◆ TASK STATEMENT
Report each line of the data below that contains the string "rider", copying every such line in full.

◆ INPUT FOR THIS TASK
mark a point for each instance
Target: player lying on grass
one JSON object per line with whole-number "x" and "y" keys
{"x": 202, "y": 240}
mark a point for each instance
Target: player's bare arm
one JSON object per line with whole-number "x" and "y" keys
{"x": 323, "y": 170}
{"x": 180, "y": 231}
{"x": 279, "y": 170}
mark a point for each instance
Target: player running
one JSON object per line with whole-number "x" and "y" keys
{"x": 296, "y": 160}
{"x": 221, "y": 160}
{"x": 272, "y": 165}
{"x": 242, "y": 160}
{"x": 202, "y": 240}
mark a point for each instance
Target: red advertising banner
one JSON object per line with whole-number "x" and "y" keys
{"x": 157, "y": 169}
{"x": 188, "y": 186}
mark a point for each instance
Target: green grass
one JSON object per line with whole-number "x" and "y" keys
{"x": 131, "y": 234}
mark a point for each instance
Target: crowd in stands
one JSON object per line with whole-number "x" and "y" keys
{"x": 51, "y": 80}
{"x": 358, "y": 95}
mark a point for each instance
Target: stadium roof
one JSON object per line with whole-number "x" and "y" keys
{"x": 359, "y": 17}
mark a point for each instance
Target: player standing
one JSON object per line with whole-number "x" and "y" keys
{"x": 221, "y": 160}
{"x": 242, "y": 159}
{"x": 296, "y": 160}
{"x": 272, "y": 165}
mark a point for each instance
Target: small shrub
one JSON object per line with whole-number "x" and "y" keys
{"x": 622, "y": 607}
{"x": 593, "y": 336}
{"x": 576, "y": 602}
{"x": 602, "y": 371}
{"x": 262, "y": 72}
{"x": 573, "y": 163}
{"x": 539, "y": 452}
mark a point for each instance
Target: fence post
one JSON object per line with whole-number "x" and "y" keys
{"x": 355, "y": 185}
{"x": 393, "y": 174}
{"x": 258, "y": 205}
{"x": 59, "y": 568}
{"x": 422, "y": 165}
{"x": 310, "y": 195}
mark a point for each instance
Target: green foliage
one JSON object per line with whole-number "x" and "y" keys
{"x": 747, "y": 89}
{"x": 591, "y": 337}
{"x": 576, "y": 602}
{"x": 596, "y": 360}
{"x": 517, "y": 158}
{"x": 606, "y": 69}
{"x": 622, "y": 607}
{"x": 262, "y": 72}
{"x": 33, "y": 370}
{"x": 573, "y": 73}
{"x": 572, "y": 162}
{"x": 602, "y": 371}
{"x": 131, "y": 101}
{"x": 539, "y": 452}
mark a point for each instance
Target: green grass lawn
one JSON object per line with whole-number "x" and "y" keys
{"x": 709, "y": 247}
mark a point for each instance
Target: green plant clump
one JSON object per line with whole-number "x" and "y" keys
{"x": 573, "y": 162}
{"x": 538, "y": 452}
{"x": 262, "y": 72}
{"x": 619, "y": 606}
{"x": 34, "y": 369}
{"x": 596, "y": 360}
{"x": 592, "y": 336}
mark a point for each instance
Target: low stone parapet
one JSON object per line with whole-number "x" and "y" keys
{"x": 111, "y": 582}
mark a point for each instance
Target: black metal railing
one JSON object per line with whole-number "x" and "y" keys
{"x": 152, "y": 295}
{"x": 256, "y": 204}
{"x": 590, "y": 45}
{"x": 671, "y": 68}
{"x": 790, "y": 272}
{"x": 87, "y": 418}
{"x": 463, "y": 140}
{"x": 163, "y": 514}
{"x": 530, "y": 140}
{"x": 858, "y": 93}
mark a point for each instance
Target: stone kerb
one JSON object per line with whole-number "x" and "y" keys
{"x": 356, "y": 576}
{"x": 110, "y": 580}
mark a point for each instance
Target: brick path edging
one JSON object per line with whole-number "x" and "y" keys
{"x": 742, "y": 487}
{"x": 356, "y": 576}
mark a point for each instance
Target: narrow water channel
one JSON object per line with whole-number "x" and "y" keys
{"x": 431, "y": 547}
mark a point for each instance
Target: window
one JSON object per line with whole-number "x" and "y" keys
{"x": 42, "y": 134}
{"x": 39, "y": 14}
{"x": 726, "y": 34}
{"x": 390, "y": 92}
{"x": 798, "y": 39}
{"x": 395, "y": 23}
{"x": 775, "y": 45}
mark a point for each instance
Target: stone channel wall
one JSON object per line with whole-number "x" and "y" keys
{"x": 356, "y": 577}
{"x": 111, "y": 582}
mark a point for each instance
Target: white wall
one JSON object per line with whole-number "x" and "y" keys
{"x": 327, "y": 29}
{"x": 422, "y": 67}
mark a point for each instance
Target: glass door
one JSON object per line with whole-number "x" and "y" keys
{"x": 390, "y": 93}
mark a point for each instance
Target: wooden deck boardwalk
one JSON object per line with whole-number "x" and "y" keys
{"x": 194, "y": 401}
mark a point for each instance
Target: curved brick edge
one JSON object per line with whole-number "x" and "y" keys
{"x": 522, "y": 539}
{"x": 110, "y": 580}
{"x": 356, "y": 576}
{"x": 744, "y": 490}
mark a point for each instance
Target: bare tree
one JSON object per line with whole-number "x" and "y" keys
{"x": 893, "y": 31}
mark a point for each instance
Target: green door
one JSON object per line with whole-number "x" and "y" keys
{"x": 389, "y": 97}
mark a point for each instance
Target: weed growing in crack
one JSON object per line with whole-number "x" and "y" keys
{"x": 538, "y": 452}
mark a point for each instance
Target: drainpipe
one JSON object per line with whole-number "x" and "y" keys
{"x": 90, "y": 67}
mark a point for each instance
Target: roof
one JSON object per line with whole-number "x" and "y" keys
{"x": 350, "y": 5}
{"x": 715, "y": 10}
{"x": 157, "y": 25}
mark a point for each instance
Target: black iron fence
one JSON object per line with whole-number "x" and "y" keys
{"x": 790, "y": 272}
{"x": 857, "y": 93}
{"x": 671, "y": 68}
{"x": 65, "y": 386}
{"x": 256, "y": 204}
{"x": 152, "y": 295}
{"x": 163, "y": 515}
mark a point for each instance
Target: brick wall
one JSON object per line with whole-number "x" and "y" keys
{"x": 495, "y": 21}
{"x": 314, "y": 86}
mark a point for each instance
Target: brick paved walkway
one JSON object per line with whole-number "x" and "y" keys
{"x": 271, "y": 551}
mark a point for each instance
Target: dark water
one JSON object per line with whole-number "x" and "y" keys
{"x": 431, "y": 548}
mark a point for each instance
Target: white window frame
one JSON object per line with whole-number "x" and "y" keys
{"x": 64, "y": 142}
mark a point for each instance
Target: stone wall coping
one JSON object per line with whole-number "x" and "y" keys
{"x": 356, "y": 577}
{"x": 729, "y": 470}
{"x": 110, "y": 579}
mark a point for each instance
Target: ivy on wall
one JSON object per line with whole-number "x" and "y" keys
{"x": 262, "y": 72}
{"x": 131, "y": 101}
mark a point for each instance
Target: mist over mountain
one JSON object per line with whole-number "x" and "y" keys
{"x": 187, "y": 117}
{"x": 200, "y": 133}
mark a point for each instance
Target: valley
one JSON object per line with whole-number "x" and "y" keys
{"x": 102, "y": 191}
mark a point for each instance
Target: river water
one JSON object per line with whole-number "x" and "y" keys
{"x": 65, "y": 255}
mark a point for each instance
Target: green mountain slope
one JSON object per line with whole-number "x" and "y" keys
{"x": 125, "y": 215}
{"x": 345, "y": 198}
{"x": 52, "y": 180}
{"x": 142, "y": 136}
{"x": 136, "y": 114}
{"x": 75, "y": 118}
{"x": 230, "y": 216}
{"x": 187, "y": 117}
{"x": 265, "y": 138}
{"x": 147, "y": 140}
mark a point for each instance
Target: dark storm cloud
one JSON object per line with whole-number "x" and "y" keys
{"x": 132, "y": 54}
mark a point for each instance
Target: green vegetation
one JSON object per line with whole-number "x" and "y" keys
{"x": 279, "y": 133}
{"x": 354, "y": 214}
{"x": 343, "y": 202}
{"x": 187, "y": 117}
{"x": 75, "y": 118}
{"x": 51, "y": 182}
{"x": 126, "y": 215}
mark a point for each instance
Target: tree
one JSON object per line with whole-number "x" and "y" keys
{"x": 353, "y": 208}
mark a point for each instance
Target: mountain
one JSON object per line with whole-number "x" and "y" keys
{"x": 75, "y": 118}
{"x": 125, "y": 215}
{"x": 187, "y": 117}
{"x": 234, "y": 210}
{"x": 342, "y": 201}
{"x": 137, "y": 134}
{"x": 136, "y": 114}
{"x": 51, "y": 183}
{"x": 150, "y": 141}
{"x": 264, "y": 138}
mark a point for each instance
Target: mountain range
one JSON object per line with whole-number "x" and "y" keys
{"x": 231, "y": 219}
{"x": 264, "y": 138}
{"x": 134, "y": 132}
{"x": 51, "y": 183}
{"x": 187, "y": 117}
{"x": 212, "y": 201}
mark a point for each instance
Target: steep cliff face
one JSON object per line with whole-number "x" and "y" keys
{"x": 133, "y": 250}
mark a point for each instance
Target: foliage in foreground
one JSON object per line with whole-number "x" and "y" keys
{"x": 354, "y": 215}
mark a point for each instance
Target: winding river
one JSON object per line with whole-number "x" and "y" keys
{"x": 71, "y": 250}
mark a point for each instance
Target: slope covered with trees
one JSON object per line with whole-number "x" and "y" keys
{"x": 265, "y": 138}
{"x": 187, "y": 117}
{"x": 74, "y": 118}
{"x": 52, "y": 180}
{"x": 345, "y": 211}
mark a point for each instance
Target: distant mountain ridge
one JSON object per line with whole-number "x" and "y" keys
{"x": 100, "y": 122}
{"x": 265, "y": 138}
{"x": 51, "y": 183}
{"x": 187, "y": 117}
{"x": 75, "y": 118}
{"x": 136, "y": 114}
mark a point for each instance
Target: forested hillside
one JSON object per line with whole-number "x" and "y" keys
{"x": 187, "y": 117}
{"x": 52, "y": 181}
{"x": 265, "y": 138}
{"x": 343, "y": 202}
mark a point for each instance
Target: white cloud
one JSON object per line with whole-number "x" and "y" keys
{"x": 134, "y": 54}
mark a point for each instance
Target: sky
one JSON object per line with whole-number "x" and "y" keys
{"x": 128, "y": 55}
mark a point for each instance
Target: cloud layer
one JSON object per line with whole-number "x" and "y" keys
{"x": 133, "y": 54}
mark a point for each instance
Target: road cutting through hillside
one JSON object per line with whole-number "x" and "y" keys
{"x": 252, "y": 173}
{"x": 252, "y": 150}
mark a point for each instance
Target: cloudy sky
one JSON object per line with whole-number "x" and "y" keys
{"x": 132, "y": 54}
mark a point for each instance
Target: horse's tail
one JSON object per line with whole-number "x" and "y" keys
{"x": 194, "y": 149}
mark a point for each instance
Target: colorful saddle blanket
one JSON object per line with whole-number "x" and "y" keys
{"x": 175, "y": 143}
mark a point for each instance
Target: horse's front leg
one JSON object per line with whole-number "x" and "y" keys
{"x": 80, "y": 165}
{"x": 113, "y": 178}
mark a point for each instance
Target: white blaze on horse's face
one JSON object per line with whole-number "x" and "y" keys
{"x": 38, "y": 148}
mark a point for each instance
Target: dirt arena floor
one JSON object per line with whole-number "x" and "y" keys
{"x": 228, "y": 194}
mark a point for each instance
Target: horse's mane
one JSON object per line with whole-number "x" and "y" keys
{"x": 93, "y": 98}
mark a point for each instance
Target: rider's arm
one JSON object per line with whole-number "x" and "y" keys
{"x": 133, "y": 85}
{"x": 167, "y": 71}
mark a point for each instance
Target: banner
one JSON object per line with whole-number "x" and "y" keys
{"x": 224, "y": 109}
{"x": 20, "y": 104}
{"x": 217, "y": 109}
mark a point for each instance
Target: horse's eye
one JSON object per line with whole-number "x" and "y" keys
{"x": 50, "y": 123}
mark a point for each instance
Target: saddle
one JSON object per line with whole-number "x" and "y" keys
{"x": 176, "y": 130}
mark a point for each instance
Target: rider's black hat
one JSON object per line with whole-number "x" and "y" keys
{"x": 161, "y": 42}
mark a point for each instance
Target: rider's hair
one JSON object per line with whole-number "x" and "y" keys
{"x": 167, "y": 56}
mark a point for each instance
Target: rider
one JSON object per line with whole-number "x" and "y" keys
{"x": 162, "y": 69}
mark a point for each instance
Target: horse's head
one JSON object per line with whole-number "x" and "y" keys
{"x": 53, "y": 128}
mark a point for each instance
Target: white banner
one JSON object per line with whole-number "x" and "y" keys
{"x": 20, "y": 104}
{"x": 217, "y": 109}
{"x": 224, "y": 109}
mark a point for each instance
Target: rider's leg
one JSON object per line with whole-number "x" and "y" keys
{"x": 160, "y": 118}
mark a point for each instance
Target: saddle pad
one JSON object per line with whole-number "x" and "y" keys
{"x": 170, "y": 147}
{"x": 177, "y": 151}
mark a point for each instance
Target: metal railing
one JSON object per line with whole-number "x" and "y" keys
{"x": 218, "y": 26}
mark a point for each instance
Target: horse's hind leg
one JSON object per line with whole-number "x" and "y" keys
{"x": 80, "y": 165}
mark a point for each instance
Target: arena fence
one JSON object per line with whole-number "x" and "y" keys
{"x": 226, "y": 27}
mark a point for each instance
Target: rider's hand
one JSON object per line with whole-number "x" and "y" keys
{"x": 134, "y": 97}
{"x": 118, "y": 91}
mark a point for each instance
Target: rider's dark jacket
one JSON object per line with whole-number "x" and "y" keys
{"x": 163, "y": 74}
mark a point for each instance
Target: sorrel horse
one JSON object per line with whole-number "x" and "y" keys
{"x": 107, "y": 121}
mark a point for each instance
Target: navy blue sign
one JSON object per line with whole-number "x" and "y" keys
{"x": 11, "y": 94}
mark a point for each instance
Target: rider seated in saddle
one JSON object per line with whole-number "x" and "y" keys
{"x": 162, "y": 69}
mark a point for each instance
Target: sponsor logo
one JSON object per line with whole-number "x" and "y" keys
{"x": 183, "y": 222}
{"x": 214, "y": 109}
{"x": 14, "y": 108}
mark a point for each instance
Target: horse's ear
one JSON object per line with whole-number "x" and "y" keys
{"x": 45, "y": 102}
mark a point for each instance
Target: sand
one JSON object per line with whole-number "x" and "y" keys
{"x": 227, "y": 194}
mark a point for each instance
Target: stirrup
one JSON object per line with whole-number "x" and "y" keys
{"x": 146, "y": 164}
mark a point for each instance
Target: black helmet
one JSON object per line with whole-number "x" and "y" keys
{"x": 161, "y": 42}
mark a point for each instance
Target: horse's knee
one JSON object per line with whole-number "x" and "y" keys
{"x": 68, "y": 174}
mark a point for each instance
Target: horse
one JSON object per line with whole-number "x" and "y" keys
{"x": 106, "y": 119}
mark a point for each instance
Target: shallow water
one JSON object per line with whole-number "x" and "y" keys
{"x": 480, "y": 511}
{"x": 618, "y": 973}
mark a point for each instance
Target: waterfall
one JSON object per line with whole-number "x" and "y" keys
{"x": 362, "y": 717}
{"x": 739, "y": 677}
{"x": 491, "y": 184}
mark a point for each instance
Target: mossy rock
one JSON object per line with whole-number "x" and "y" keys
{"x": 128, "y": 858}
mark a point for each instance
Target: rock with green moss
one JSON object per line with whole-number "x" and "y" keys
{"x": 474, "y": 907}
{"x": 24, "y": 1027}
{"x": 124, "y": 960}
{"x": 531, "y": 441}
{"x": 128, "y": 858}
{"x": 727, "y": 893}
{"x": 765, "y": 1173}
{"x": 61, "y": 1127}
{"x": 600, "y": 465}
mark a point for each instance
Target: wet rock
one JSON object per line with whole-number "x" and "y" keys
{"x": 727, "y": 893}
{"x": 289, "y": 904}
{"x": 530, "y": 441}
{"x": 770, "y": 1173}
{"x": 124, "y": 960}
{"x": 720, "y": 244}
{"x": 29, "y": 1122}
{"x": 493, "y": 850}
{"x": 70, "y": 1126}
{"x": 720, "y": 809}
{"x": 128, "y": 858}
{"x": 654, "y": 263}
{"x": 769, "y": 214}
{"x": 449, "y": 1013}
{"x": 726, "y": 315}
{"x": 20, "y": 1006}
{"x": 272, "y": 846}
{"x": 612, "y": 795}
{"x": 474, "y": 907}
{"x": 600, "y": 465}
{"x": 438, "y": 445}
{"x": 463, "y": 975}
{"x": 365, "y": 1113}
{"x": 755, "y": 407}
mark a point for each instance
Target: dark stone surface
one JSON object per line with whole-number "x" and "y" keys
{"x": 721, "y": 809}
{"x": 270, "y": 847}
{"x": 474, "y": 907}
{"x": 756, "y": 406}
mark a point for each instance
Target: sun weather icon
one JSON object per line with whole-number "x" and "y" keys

◆ ANSWER TO THIS EXERCISE
Target: rider's arm
Target: rider's black hat
Target: rider's hair
Target: rider
Target: rider's leg
Target: rider's hand
Target: rider's dark jacket
Target: rider seated in saddle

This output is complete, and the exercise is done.